[Stored entries]

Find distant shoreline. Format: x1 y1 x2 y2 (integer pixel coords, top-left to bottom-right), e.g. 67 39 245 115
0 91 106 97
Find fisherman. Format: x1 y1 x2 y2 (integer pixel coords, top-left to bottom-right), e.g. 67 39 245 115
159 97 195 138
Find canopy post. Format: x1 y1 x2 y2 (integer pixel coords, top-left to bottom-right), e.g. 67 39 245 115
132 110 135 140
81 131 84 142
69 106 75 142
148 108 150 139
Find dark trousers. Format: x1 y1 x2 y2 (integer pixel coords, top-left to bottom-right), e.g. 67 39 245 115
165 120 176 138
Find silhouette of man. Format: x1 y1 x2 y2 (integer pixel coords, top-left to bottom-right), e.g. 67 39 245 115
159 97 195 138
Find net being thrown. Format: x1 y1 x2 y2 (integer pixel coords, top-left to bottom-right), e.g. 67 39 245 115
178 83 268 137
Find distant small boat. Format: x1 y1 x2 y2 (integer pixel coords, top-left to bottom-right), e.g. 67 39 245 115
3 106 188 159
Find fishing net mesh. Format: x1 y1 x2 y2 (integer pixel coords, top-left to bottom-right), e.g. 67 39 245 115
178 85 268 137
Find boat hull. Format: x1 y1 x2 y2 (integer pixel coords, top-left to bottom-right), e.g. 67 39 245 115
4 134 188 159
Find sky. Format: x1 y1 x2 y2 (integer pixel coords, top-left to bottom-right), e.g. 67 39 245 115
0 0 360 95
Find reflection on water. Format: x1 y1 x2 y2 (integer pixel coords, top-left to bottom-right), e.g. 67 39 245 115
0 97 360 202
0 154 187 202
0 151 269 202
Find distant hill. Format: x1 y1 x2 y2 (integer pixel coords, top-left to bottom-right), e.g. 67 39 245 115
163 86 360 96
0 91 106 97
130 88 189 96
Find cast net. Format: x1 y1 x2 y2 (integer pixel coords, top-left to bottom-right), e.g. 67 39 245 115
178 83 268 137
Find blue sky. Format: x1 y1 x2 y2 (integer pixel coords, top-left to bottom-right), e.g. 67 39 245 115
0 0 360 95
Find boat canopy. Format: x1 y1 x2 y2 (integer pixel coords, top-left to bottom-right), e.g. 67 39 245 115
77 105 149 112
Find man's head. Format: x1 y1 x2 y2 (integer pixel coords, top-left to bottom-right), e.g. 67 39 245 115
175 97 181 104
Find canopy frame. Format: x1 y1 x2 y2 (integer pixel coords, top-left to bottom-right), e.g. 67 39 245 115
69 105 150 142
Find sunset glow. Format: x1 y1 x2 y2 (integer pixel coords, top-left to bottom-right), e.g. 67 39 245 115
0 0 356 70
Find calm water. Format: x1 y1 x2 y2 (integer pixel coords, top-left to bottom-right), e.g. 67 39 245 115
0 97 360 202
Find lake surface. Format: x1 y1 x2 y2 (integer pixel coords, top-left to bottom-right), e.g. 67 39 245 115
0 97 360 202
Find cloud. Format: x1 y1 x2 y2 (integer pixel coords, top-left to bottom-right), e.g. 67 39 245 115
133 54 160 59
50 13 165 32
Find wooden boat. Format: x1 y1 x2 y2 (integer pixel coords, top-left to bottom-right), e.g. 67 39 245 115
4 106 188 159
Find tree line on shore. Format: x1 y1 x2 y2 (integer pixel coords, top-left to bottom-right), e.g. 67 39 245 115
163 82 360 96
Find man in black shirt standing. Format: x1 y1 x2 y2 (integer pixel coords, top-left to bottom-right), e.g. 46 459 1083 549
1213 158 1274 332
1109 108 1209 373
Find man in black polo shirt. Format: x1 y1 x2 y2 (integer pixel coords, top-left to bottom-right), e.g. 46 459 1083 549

• [TASK REQUIREMENTS]
Can you render every one of the rows above as a numbered list, leaving out any blank lines?

• [CORRECT RESULT]
1. Find distant shoreline. Format: x1 y1 x2 y2 (integer pixel coords, top-left to bottom-right), e.g. 67 39 245 115
2. 0 91 106 97
3. Find fisherman. Format: x1 y1 x2 y2 (integer pixel coords, top-left to bottom-right), e.g. 67 39 245 115
4. 159 97 195 138
5. Find canopy post. Format: x1 y1 x2 y2 (integer pixel coords, top-left to bottom-right), e.g. 67 39 245 115
6. 132 110 135 140
7. 81 131 84 142
8. 69 106 75 142
9. 148 108 150 139
10. Find dark trousers. Format: x1 y1 x2 y2 (integer pixel coords, top-left to bottom-right), e.g. 67 39 245 115
11. 165 120 176 138
12. Find silhouette of man. Format: x1 y1 x2 y2 (integer pixel coords, top-left to bottom-right), e.g. 67 39 245 115
13. 159 97 195 138
14. Find net being thrown. Format: x1 y1 x2 y2 (integer pixel coords, top-left to bottom-right), e.g. 67 39 245 115
15. 178 83 268 137
16. Find distant small boat. Format: x1 y1 x2 y2 (integer pixel coords, top-left to bottom-right), e.g. 67 39 245 115
17. 3 106 188 159
18. Find fishing net mesh. Format: x1 y1 x2 y2 (integer pixel coords, top-left to bottom-right), e.g. 67 39 245 115
19. 178 85 268 137
20. Find boat hull. Format: x1 y1 x2 y2 (integer pixel coords, top-left to bottom-right), e.g. 67 39 245 115
21. 4 134 188 159
22. Find sky. Format: x1 y1 x2 y2 (integer pixel coords, top-left to bottom-right), e.g. 67 39 245 115
23. 0 0 360 95
24. Find reflection on water. Format: x1 y1 x2 y2 (integer pixel coords, top-left to bottom-right), e.g. 67 39 245 115
25. 0 97 360 202
26. 0 154 187 202
27. 0 151 269 202
28. Find distant hill. Format: x1 y1 x2 y2 (integer pixel coords, top-left to bottom-right), e.g. 67 39 245 115
29. 163 86 360 96
30. 0 91 106 97
31. 130 88 189 96
32. Find cast net. Format: x1 y1 x2 y2 (integer pixel coords, top-left to bottom-right), e.g. 67 39 245 115
33. 178 83 268 137
34. Find blue sky. Format: x1 y1 x2 y2 (integer pixel coords, top-left to bottom-right), e.g. 67 39 245 115
35. 0 0 360 95
36. Find boat canopy. Format: x1 y1 x2 y2 (integer pixel coords, top-left to bottom-right), e.g. 67 39 245 115
37. 77 105 149 112
38. Find man's head. Format: x1 y1 x2 y2 (integer pixel coords, top-left to bottom-right), e.g. 67 39 245 115
39. 175 97 181 104
40. Find canopy frame. Format: x1 y1 x2 y2 (integer pixel coords, top-left to bottom-right), e.g. 67 39 245 115
41. 69 105 150 142
42. Find sunset glow. Format: x1 y1 x2 y2 (integer pixel coords, top-left to bottom-right), e.g. 67 39 245 115
43. 0 0 356 70
44. Find calm water. Format: x1 y1 x2 y2 (integer pixel coords, top-left to bottom-right), e.g. 67 39 245 115
45. 0 97 360 202
46. Find lake surface. Format: x1 y1 x2 y2 (integer pixel coords, top-left to bottom-right), e.g. 67 39 245 115
47. 0 97 360 202
48. Find cloud. Format: x1 y1 x2 y2 (integer pixel coords, top-left to bottom-right), e.g. 67 39 245 115
49. 133 54 160 59
50. 50 13 165 32
51. Find wooden boat. Format: x1 y1 x2 y2 (integer pixel coords, top-left to bottom-right), e.g. 67 39 245 115
52. 4 106 188 159
53. Find tree line on shore. Format: x1 y1 x2 y2 (integer pixel coords, top-left to bottom-right), e.g. 67 39 245 115
54. 163 82 360 96
55. Find man in black shirt standing. Format: x1 y1 x2 y2 (integer pixel coords, top-left to bottom-right), e.g. 46 459 1083 549
56. 1213 158 1274 332
57. 1109 108 1209 373
58. Find man in black polo shirt. Format: x1 y1 x2 y2 (integer pixel coords, top-left to bottom-right), e.g. 46 459 1083 549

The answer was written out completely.